- PROVIDED MATERIAL:

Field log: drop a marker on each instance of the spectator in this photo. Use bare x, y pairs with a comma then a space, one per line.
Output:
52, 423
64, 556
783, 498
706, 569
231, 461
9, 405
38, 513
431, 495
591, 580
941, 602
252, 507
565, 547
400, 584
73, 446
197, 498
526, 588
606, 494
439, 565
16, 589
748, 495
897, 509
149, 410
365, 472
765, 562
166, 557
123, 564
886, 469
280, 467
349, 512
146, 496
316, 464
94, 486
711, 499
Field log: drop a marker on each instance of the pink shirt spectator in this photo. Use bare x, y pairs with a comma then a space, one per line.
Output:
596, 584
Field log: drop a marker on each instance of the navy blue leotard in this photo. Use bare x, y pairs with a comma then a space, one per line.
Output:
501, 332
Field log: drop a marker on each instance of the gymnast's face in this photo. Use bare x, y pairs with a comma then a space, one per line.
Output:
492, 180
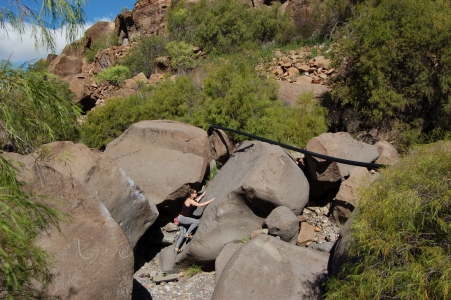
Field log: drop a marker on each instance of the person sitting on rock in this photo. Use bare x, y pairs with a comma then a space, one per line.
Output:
184, 217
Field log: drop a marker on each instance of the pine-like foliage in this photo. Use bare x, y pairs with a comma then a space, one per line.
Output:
395, 60
402, 235
35, 108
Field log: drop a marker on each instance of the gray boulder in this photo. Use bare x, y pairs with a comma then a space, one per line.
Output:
339, 254
257, 178
268, 268
164, 158
131, 209
226, 253
325, 174
388, 153
282, 222
348, 197
92, 255
221, 147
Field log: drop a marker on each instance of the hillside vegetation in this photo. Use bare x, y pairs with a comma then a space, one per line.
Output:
393, 60
402, 234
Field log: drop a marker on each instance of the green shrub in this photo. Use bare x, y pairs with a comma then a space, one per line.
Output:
182, 55
142, 58
225, 26
103, 42
169, 100
402, 235
114, 75
395, 60
231, 94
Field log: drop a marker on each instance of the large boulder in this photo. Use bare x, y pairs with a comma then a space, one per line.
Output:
290, 92
325, 174
257, 178
223, 258
282, 222
131, 209
268, 268
339, 254
164, 158
339, 145
221, 147
64, 65
348, 196
93, 258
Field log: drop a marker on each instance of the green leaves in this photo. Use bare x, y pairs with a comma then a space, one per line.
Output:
35, 108
390, 54
402, 232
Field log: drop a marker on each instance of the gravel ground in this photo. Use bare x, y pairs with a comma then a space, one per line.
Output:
201, 285
198, 287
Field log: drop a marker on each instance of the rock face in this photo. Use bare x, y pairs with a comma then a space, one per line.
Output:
325, 175
268, 268
257, 178
164, 158
388, 154
339, 254
347, 197
221, 147
290, 92
226, 253
282, 222
132, 210
64, 65
92, 256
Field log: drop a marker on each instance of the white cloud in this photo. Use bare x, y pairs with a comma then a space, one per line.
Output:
20, 48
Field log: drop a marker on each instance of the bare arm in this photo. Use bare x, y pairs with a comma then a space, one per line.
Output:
200, 196
194, 203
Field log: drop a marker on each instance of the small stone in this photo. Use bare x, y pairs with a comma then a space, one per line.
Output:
302, 218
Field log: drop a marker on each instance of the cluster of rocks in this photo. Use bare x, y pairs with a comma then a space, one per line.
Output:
298, 66
124, 200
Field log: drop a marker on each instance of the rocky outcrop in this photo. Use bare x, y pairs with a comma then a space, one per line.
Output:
388, 153
221, 147
290, 92
347, 197
257, 178
92, 255
64, 65
282, 222
325, 175
164, 158
268, 268
132, 210
136, 81
223, 258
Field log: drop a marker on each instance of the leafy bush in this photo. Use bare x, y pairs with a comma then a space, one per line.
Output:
395, 60
35, 108
114, 75
142, 58
232, 95
225, 26
103, 42
403, 232
182, 55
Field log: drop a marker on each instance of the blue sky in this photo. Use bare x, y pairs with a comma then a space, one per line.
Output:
21, 49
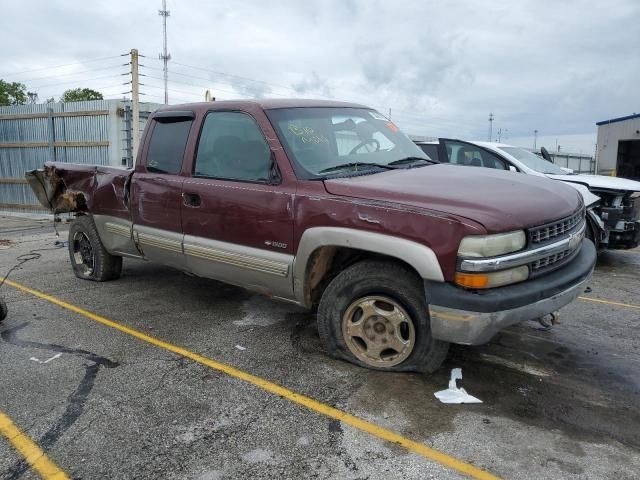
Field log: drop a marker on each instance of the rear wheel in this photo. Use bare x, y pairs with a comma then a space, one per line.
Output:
89, 258
374, 314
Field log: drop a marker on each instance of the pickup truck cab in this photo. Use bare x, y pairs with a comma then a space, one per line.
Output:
328, 205
613, 204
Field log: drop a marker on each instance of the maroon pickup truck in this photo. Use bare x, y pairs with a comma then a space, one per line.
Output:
329, 205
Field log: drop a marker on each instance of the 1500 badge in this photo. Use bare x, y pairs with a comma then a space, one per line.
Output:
271, 243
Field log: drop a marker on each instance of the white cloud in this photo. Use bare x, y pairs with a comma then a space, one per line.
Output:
440, 66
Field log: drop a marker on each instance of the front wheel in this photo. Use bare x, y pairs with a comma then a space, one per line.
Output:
89, 258
374, 314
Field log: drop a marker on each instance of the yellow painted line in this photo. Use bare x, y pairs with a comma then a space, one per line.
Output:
314, 405
32, 454
609, 302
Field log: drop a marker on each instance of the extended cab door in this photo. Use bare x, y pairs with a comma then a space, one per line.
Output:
156, 189
237, 210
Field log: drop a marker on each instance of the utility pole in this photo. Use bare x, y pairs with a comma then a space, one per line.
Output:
135, 104
490, 126
164, 56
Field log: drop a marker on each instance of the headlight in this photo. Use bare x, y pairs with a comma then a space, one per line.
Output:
492, 245
492, 279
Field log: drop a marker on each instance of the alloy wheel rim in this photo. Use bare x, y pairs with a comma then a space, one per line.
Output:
83, 253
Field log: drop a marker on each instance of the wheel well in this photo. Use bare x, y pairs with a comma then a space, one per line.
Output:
327, 262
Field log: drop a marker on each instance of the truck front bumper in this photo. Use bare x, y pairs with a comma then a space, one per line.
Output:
474, 317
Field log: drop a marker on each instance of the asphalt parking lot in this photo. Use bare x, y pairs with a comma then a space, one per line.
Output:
144, 396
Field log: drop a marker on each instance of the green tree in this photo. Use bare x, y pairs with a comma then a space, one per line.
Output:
12, 93
80, 94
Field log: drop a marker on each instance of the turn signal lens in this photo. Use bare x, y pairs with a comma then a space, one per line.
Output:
472, 280
493, 279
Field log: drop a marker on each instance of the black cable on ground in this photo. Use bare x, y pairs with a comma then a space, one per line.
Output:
27, 257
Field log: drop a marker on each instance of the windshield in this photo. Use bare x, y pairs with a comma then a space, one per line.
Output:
333, 141
533, 161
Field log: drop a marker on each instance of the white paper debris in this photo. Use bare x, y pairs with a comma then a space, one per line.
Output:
453, 394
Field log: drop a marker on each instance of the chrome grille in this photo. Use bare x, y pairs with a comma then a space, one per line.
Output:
553, 230
550, 260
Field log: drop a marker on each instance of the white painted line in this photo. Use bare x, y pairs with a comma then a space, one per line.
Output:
57, 355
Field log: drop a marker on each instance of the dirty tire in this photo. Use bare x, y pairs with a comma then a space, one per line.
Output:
379, 279
89, 258
590, 233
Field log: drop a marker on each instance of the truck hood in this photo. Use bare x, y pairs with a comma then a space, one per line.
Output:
600, 181
500, 201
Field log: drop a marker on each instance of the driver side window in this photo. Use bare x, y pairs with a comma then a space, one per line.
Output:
461, 153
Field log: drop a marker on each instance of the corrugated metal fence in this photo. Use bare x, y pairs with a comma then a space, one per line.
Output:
89, 132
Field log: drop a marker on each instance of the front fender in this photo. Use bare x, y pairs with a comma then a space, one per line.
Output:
419, 256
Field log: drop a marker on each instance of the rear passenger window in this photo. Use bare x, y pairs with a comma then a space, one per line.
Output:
167, 144
232, 147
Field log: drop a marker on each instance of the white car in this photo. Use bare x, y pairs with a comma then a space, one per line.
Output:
613, 204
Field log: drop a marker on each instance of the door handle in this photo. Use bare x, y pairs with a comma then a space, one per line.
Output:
191, 199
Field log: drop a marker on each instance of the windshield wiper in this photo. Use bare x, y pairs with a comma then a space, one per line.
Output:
411, 161
355, 165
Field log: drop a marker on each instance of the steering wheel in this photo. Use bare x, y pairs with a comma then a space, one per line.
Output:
366, 142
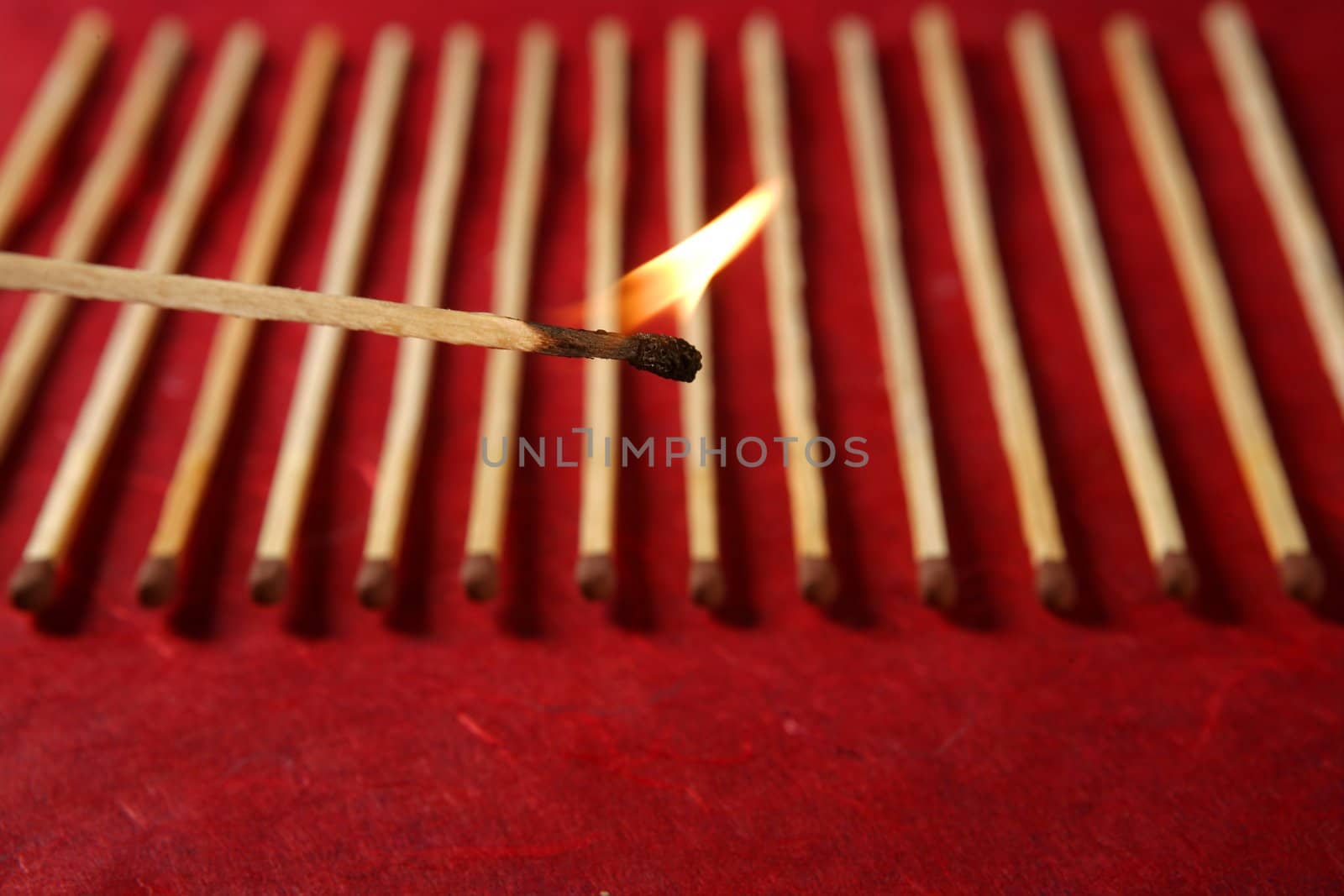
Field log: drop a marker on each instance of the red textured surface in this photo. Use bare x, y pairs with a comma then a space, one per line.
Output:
551, 746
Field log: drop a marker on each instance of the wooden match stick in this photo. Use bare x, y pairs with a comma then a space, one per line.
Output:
596, 570
665, 356
262, 237
1095, 295
535, 83
320, 364
436, 206
685, 212
866, 120
948, 100
123, 359
1209, 301
97, 199
1301, 230
795, 389
50, 110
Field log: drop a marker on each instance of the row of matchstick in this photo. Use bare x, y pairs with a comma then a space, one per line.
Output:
1148, 116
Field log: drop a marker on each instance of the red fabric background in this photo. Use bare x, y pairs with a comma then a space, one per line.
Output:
544, 745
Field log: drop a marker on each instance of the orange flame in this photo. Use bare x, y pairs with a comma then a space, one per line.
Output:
680, 275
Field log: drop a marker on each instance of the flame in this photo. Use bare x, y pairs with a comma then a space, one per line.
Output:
680, 275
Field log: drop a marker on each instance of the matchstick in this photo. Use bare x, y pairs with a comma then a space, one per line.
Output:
262, 237
665, 356
50, 112
948, 100
1209, 301
685, 212
94, 203
1301, 230
123, 359
535, 83
320, 364
792, 344
866, 121
596, 570
1095, 295
434, 211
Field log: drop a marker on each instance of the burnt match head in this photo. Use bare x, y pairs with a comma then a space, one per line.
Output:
669, 356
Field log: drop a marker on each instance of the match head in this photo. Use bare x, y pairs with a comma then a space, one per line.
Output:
707, 586
817, 580
375, 584
480, 577
268, 582
596, 575
937, 584
156, 582
1055, 586
34, 584
669, 356
1176, 575
1303, 577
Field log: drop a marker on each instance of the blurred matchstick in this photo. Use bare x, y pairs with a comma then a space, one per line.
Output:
262, 238
866, 120
1099, 307
795, 385
124, 355
1301, 230
434, 211
320, 364
50, 110
948, 100
98, 196
596, 569
1209, 301
685, 212
535, 85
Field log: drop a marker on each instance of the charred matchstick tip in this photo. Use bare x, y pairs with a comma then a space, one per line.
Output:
817, 580
1303, 577
707, 589
596, 575
937, 584
374, 584
156, 580
1055, 586
667, 356
268, 582
480, 577
33, 584
1176, 575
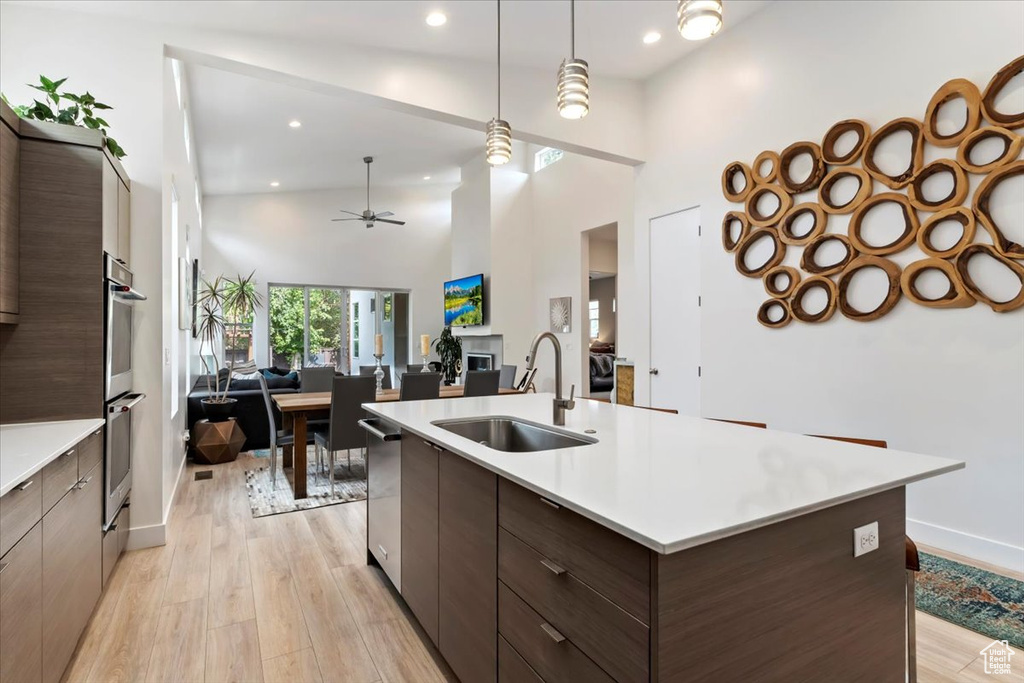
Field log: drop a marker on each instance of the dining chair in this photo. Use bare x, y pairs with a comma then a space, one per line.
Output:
912, 566
507, 380
278, 436
420, 386
370, 370
481, 383
347, 396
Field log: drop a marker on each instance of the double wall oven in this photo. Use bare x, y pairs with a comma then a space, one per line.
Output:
121, 400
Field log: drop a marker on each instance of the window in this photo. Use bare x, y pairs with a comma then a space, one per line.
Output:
546, 158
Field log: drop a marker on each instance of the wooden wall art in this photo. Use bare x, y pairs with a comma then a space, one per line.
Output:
955, 197
960, 214
892, 271
812, 201
1011, 147
956, 88
992, 90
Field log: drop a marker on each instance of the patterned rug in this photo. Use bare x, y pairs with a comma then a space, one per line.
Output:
349, 485
982, 601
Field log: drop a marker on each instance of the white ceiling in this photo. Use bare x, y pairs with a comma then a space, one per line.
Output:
244, 142
535, 33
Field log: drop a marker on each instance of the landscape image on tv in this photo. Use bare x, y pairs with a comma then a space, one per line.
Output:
464, 301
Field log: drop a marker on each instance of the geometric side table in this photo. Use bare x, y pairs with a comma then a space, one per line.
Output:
217, 442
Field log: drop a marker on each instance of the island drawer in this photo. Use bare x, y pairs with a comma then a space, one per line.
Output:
608, 562
548, 651
20, 508
512, 668
58, 477
90, 453
617, 642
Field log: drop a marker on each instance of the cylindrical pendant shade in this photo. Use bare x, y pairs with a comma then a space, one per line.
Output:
573, 89
699, 18
499, 142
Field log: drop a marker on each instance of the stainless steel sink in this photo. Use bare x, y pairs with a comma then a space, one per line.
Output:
512, 435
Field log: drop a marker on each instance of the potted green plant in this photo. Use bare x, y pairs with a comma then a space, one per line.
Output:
81, 111
222, 303
449, 349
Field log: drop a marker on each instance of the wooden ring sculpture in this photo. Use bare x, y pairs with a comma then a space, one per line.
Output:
1004, 76
817, 167
910, 225
983, 195
955, 297
808, 263
766, 157
915, 191
785, 232
729, 173
828, 154
892, 297
962, 215
957, 87
771, 282
973, 289
755, 216
864, 186
1011, 147
777, 255
728, 243
916, 153
797, 304
765, 319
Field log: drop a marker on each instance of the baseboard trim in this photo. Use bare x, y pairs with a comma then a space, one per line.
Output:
986, 550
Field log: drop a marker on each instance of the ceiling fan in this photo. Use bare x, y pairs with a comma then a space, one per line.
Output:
368, 216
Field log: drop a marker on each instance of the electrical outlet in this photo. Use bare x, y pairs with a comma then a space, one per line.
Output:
865, 539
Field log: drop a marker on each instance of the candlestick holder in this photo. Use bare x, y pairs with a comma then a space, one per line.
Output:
379, 373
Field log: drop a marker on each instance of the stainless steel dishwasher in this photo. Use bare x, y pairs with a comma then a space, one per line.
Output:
384, 496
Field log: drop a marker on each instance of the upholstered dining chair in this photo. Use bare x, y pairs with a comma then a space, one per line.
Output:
420, 386
370, 370
347, 396
278, 437
481, 383
912, 567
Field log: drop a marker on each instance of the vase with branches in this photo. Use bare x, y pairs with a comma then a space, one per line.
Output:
222, 304
449, 349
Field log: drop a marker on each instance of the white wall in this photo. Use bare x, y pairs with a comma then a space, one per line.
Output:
288, 239
942, 382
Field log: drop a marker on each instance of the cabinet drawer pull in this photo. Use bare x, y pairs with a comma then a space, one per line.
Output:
554, 568
550, 503
553, 632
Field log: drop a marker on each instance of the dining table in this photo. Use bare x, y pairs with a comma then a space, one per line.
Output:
296, 409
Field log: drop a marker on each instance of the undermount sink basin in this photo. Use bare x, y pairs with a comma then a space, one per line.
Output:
512, 435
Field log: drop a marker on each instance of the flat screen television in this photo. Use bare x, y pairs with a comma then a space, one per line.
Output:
464, 301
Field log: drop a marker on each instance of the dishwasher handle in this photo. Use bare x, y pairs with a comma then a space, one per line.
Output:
370, 425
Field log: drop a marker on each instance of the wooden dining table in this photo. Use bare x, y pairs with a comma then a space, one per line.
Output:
298, 408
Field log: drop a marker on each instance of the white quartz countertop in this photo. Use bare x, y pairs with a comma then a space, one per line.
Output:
27, 449
669, 481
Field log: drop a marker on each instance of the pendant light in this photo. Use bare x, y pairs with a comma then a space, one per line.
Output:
499, 132
573, 79
699, 18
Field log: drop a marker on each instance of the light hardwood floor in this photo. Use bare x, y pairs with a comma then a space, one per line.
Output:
290, 598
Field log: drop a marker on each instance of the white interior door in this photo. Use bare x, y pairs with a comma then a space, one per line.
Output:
675, 311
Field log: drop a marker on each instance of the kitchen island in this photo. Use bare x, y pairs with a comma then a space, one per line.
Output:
668, 549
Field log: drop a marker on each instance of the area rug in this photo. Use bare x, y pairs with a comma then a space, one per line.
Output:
349, 485
982, 601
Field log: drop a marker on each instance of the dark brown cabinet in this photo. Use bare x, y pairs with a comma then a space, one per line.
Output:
468, 568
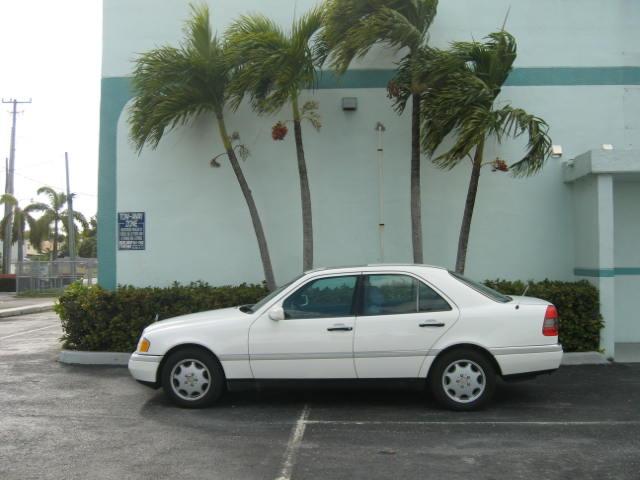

- REQUIRED ACTION:
Give only the lines from the one holding "the front wheel" through the one holding "Field log: drop a marker on each instance of the alloy", each restated exactly as it appears above.

- SOLUTION TO THIS EXERCISE:
Field log: drop a marker on each instance of the front wheel in this photo. Use bare x, y pairs with a comma then a space, one per line.
Output:
89, 258
374, 314
Field log: drop a marker on each instance of the yellow painted line in this photo. Use bare x, y pairs with a comma then a space, one per line.
Output:
314, 405
32, 454
609, 302
Field log: drop a marker on each instance of the extended cab door in this photo. Use bare x, y pairs with a comma then a space, one per line.
Output:
156, 189
237, 210
Field log: drop a marker on each instance of the utility pole in this photo. Use bare x, y pairs with a comma then a space, one per line.
Output:
135, 104
490, 126
164, 56
Field log: drop a marker on each instance of the headlight in this photo. Use bare x, y pairs with a comma then a space, one per line.
Output:
492, 245
492, 279
Field log: drop a marker on each instance of the alloy wheel rim in this photo. Use bare x, y pairs with a comma then a space, one per line.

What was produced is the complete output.